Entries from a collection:

● ● ● ●

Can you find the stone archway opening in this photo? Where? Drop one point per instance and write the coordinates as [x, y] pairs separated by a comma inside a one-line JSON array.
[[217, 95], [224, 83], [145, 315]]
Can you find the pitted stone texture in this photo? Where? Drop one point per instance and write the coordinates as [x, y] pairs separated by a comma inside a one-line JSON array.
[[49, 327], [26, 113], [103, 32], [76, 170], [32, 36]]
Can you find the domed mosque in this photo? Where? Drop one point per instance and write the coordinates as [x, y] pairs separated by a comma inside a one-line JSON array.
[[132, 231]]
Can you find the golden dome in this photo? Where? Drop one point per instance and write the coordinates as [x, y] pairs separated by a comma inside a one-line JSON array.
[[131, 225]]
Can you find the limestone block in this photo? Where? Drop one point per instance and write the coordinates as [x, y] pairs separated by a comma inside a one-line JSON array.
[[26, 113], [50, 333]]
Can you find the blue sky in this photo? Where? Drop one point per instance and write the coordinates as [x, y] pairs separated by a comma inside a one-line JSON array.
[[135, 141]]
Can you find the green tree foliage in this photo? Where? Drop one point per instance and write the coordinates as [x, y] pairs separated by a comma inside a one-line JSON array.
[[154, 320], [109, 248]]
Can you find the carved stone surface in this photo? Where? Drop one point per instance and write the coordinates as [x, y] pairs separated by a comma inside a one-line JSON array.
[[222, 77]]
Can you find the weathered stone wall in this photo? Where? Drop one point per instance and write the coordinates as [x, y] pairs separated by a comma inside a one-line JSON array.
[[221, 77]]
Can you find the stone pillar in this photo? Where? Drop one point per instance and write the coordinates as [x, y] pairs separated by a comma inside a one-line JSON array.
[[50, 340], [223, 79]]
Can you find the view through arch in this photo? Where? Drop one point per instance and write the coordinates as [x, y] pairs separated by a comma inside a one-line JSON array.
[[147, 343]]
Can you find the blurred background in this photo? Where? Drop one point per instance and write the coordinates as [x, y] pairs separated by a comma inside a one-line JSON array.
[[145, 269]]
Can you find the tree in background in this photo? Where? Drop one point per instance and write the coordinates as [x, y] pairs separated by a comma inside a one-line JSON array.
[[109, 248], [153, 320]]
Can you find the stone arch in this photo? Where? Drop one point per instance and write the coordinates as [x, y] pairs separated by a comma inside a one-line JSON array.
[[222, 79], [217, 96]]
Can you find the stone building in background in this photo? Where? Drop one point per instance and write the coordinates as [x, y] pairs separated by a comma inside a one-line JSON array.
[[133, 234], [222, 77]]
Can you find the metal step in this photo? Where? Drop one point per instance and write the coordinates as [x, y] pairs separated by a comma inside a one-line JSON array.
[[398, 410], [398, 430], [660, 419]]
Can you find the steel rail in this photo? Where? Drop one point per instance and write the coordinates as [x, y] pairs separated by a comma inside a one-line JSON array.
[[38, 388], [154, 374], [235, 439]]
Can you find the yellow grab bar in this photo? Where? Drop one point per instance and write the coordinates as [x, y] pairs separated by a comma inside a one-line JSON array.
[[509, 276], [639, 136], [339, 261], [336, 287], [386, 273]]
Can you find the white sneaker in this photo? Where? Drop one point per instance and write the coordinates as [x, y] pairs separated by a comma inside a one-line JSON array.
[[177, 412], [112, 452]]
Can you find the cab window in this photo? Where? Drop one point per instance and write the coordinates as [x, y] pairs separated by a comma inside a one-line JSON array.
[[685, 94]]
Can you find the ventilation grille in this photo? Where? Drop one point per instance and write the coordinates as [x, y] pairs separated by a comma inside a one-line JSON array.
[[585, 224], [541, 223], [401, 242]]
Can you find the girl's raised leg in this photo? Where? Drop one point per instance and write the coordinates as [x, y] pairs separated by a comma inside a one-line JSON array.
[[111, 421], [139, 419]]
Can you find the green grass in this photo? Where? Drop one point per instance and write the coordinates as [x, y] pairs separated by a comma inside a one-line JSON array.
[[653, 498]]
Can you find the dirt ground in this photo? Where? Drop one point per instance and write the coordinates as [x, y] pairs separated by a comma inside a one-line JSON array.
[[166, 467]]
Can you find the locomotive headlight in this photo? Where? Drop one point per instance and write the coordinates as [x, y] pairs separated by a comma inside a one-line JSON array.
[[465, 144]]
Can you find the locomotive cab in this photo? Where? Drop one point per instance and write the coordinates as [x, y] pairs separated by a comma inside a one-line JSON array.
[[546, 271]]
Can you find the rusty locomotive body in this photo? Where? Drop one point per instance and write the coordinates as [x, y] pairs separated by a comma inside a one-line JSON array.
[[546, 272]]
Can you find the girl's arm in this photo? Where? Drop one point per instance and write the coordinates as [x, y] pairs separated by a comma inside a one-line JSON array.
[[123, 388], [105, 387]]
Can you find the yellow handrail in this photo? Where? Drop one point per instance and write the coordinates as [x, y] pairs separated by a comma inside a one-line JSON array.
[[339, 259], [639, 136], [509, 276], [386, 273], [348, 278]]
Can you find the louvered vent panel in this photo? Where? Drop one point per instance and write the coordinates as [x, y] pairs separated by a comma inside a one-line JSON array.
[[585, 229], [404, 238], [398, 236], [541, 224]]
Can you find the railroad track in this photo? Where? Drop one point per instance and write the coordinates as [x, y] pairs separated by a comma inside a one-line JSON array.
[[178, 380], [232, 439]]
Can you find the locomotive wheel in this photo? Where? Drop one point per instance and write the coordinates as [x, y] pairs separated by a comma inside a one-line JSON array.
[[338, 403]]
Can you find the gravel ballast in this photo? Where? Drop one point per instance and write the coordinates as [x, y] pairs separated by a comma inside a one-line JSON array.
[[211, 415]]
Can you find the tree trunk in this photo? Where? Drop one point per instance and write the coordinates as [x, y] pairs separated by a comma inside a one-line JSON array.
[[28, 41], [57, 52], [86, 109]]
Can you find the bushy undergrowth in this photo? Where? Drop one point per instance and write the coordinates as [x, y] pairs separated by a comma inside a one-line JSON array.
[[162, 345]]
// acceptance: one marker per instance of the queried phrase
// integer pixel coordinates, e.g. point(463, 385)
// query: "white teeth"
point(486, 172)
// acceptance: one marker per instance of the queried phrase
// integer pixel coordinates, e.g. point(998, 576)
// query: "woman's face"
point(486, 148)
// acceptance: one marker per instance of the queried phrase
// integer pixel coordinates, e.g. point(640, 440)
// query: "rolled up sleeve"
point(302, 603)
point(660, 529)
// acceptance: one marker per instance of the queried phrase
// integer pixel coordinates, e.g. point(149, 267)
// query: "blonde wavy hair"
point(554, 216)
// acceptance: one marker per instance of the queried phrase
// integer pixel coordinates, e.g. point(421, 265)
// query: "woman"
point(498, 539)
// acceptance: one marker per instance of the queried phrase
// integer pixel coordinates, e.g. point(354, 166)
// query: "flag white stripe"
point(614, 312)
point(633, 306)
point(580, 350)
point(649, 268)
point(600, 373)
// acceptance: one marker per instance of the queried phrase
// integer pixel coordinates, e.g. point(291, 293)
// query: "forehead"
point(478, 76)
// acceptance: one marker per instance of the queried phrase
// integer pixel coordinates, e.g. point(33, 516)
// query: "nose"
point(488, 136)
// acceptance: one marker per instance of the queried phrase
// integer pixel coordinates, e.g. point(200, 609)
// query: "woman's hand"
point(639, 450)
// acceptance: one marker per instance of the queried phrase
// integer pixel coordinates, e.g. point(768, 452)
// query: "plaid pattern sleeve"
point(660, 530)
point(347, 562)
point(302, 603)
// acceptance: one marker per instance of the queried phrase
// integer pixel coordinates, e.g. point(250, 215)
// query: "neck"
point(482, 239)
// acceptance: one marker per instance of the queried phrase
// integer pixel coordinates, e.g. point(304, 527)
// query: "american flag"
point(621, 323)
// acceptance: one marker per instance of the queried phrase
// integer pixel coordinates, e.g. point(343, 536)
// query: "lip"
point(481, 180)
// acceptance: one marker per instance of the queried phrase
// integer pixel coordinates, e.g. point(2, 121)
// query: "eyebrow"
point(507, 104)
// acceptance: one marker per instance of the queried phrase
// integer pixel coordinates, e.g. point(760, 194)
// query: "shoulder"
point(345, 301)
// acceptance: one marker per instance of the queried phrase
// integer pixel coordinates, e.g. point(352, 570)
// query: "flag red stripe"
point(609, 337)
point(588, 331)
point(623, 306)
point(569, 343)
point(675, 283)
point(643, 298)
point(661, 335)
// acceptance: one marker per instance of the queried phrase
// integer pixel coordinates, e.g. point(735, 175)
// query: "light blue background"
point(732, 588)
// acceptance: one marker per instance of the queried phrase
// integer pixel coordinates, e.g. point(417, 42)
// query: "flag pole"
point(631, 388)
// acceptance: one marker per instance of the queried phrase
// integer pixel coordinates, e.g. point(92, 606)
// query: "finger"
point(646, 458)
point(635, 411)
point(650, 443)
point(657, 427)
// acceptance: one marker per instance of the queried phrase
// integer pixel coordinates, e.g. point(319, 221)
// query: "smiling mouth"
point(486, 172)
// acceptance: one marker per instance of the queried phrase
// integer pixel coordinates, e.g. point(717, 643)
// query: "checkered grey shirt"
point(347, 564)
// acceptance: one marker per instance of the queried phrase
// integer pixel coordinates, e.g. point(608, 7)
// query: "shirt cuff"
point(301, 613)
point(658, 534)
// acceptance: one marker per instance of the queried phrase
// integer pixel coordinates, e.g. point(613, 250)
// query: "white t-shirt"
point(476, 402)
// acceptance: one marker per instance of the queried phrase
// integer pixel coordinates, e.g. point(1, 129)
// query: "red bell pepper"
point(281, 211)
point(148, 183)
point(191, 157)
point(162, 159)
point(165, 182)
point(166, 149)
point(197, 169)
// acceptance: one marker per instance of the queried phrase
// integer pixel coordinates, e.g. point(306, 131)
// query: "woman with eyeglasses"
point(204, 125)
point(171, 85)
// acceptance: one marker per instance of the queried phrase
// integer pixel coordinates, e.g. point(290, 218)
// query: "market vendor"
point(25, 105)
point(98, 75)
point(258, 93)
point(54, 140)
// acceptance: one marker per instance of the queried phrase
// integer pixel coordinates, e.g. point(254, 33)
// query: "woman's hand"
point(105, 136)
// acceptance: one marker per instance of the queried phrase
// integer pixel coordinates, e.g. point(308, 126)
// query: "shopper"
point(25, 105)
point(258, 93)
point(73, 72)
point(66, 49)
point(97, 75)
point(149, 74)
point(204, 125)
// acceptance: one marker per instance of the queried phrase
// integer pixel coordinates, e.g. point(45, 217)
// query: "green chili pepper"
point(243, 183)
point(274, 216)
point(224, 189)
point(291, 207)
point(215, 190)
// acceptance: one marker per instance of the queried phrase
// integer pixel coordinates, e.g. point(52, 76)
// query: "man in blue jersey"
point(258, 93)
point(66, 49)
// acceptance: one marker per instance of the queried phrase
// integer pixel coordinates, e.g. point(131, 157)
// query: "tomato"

● ● ● ●

→ Aim of the task:
Please turn the entries, starting at the first line and ending at the line that contains "[[217, 95], [224, 83], [145, 315]]", into a Markdown table with the columns n and Line. Give each line its own row with its row number, and leave out blank lines.

→ Result of the task:
| n | Line |
|---|---|
| 1 | Can you find the stone archway opening in this photo? Where? Drop one point per instance and write the coordinates as [x, y] pairs separated by a comma inside a one-line JSON array. |
| 2 | [[217, 95], [224, 83], [145, 315]] |